→ **TASK REQUIREMENTS**:
Give every row below as one item in a numbered list, in the order shown, and leave out any blank lines.

→ **MATERIAL TO PROCESS**:

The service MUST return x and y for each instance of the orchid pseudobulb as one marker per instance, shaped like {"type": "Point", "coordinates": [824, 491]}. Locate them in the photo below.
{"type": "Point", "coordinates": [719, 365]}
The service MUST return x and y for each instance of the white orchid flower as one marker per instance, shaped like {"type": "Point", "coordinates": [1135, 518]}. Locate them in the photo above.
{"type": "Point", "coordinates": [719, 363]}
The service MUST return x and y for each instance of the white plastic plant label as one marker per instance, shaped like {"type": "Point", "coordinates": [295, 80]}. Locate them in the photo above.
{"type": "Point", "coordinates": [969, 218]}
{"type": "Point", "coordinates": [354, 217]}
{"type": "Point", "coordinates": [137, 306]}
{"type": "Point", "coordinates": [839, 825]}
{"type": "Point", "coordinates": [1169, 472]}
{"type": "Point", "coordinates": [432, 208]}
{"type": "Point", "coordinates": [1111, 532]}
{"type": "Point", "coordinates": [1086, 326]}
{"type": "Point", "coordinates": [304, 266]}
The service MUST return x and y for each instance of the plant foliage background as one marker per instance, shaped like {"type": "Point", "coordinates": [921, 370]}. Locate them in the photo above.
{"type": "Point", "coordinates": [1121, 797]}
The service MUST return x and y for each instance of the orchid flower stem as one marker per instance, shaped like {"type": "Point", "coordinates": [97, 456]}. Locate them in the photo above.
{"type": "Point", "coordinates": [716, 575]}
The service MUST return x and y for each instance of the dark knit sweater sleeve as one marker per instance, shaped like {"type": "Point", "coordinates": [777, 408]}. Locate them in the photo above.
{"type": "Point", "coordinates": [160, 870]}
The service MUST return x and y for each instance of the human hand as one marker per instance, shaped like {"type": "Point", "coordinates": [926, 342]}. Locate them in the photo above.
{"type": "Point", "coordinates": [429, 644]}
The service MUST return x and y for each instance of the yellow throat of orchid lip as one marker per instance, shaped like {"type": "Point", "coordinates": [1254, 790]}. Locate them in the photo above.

→ **RESPONSE TO THIS TASK**:
1. The service MUST return x and y for each instance of the orchid pseudobulb as one marker per instance, shaped like {"type": "Point", "coordinates": [824, 491]}. Locate them in the photo below.
2. {"type": "Point", "coordinates": [719, 365]}
3. The service MUST return x and y for each instance of the white orchid flower as one marker per instance, shaped like {"type": "Point", "coordinates": [1135, 518]}. Locate them in the photo above.
4. {"type": "Point", "coordinates": [719, 363]}
5. The service MUST return x and y for each instance of the white plastic plant label as one marker per instance, shaped like {"type": "Point", "coordinates": [295, 80]}. Locate them in the photo above.
6. {"type": "Point", "coordinates": [969, 218]}
7. {"type": "Point", "coordinates": [354, 217]}
8. {"type": "Point", "coordinates": [137, 306]}
9. {"type": "Point", "coordinates": [839, 825]}
10. {"type": "Point", "coordinates": [1169, 472]}
11. {"type": "Point", "coordinates": [432, 208]}
12. {"type": "Point", "coordinates": [1111, 532]}
13. {"type": "Point", "coordinates": [1086, 326]}
14. {"type": "Point", "coordinates": [304, 266]}
15. The service MUST return x and y for each instance of the plant foliage background as one marker per instance, shaped like {"type": "Point", "coordinates": [921, 370]}. Locate them in the photo above.
16. {"type": "Point", "coordinates": [1121, 797]}
17. The service MUST return x and y for each instance of the orchid flower stem as one marker per instance, shaped like {"type": "Point", "coordinates": [97, 456]}. Locate them in the photo above.
18. {"type": "Point", "coordinates": [716, 575]}
19. The service MUST return x and y for each instance of the dark knit sweater sleeve as one marker per instance, shaped like {"type": "Point", "coordinates": [777, 408]}. Locate them in the photo above.
20. {"type": "Point", "coordinates": [160, 870]}
21. The service MUST return x and y for each instance of the human hand as one marker per instance, shaped like {"type": "Point", "coordinates": [926, 342]}. Locate them in the photo above.
22. {"type": "Point", "coordinates": [429, 644]}
23. The service MUST return x and y for each instance of the yellow throat of orchid lip as one marker per instance, shaped like {"type": "Point", "coordinates": [1254, 790]}. Locate them in the photo above.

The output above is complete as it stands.